• [演習の課題]:
- A) 下の安倍政権の右傾化に関する記事によると、公明党の漆原良夫国対委員長は、首相の方針を何の中で批判したか。
- B) 下の安倍政権の右傾化に関する記事を、最後の文の後から書き進めること。

• [ページ抜粋]:
2014年2月28日金曜日

官邸、右傾化一段と = 景気回復で安倍首相の持論前面 (時事ドットコム)

時事ドットコム
官邸、右傾化一段と=景気回復で安倍首相の持論前面

 安倍政権の右傾化が鮮明になりつつある。安倍晋三首相の側近らの歴史認識などをめぐる発言が相次ぎ、政権の主要課題も安全保障政策が前面に出てきた。菅義偉官房長官は政権安定のため、「歯止め」に努めるが、限界も見え始めている。

 「『国民の声を聴く』という一番大切な部分が欠落している」。公明党の漆原良夫国対委員長はメールマガジンで、首相が集団的自衛権の行使容認のための憲法解釈の見直しを閣議決定で行う方針を示したことを強く批判した。同党幹部は26日、「衆院予算委員会を見ても、首相は前のめりだ」と眉をひそめた。

 第2次安倍政権発足当初、首相は保守色の濃い「安倍カラー」を抑制していたが、今やその姿勢を隠そうとしていない。集団的自衛権の行使容認に加え、武器輸出三原則も大幅に緩和する考え。従軍慰安婦制度に関する「河野談話」見直しの必要性について国会で質問した日本維新の会の議員に、首相は謝意を直接伝えた。

 対米、対中関係をめぐる衛藤晟一首相補佐官や本田悦朗内閣官房参与の強硬発言について、「首相の本音を代弁したものだ」(志位和夫共産党委員長)との指摘もある。

 「私がやりたいことと、国民がまずこれをやってくれということが、必ずしも一致していなかった」。首相は昨年4月、週刊誌のインタビューで、第1次政権の一番の反省点をこう語っていた。「異次元の金融緩和」により、昨年の日経平均株価の年間上昇率は6割近くまで達し、国民の要望が強い景気回復に一定の成果が上がった。そこで、持論である歴史認識や安保政策の見直しに正面から着手し始めたとみられる。

(物体の点ラベル)
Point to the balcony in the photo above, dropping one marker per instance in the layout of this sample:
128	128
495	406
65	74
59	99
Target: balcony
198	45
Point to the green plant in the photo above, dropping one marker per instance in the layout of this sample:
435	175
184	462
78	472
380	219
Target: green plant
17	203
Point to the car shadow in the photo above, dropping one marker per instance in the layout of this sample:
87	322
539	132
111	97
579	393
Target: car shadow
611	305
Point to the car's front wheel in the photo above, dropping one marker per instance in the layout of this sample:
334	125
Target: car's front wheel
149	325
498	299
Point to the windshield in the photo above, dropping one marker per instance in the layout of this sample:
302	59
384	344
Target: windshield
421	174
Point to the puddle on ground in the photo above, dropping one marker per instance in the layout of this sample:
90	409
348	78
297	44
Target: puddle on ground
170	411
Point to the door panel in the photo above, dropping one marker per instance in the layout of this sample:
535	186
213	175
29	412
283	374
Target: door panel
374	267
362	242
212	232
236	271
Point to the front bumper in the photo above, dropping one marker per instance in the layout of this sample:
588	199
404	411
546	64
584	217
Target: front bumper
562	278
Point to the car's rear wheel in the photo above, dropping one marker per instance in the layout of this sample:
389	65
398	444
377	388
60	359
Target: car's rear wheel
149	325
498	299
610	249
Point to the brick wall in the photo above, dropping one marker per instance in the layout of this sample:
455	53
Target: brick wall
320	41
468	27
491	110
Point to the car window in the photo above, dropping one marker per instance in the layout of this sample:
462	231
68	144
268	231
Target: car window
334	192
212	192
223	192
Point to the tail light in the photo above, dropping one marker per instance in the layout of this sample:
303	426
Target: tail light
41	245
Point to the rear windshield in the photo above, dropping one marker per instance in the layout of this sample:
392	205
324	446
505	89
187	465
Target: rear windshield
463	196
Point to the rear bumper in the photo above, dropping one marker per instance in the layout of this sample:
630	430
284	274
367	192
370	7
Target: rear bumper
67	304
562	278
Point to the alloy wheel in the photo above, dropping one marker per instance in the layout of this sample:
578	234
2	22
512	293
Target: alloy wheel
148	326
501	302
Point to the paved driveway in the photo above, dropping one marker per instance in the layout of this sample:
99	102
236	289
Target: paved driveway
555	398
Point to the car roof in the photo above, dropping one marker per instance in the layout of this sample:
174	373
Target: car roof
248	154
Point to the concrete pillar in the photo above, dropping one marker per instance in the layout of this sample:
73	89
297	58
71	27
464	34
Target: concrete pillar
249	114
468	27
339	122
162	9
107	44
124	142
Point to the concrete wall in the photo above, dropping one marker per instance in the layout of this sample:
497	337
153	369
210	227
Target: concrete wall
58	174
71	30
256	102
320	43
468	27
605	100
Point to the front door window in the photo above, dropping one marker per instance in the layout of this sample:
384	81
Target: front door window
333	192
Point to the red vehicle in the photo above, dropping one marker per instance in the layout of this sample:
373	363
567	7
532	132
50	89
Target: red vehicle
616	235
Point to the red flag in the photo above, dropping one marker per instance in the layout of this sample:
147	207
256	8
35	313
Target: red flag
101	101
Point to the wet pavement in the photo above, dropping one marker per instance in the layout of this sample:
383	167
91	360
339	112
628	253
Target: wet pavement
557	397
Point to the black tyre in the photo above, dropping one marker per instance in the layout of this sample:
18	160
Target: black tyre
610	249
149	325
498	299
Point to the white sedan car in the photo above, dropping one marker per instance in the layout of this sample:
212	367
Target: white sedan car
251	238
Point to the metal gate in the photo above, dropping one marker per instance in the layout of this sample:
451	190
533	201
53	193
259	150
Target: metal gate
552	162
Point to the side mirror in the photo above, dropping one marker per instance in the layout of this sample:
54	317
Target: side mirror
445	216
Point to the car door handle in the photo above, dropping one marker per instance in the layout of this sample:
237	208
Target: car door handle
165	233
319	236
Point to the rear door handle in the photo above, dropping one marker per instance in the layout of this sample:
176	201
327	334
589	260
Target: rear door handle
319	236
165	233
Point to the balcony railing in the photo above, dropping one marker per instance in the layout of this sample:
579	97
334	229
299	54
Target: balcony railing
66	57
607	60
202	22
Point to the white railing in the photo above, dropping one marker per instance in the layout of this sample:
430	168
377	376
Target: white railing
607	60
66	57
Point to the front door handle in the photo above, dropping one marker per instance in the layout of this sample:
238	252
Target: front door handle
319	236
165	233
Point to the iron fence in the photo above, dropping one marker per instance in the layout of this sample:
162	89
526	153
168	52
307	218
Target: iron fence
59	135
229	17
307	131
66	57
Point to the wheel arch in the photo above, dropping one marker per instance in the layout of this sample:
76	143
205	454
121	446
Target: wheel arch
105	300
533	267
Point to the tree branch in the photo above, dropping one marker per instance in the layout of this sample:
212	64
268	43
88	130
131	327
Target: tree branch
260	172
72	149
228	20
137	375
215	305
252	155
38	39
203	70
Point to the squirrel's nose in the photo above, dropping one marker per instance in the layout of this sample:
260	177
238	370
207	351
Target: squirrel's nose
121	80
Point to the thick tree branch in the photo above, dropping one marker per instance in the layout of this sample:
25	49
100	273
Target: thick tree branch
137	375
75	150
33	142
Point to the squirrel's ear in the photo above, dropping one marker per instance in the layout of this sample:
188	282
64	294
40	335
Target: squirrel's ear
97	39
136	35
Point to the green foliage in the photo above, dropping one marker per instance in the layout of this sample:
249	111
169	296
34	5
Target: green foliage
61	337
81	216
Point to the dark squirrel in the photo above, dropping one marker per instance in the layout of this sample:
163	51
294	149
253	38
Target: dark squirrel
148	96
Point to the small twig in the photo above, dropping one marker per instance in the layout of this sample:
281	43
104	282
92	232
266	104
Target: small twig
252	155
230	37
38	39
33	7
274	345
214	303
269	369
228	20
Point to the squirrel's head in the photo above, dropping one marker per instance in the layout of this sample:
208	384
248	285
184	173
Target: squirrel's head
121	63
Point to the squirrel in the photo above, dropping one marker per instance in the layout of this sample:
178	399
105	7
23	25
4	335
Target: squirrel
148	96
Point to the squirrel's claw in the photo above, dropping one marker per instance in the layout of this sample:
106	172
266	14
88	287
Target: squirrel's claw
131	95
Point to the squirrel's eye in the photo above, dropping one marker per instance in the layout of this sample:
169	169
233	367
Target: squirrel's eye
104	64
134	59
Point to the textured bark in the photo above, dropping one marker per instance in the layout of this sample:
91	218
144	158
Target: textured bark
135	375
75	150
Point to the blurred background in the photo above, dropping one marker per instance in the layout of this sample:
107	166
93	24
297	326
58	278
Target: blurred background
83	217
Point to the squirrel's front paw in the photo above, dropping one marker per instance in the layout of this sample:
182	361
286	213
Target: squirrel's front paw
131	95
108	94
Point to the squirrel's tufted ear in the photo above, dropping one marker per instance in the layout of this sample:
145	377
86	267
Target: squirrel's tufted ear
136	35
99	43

• [課題の解答]:
- A) メールマガジンの中で批判した。

- B)
 だが、安倍政権の右傾化には、非難を強める中韓両国だけでなく米国も警戒感を示している。米議会調査局は「首相の歴史観は第2次世界大戦などでの米国の役割に関する米国民の理解と衝突する危険がある」と懸念を示した。

 ◇菅長官の歯止め限界も

 こうした事態を、首相の女房役である菅長官は歓迎していない。「この政権が崩れるとしたら歴史認識からだ」との思いが強いためだ。だからこそ、昨年末の靖国神社参拝をめぐって首相に自制を求め、衛藤補佐官に対しても素早く発言撤回を指示し、幕引きを図った。

 ただ、首相は結局、菅長官の制止を振り切って靖国参拝を敢行。衛藤氏も当初は「個人として言うことは自由だ」と菅長官に反発した。安倍内閣の支持率が高水準を維持している限り、菅長官の力が及ばない場面が増えそうだ。(2014/02/26-19:20)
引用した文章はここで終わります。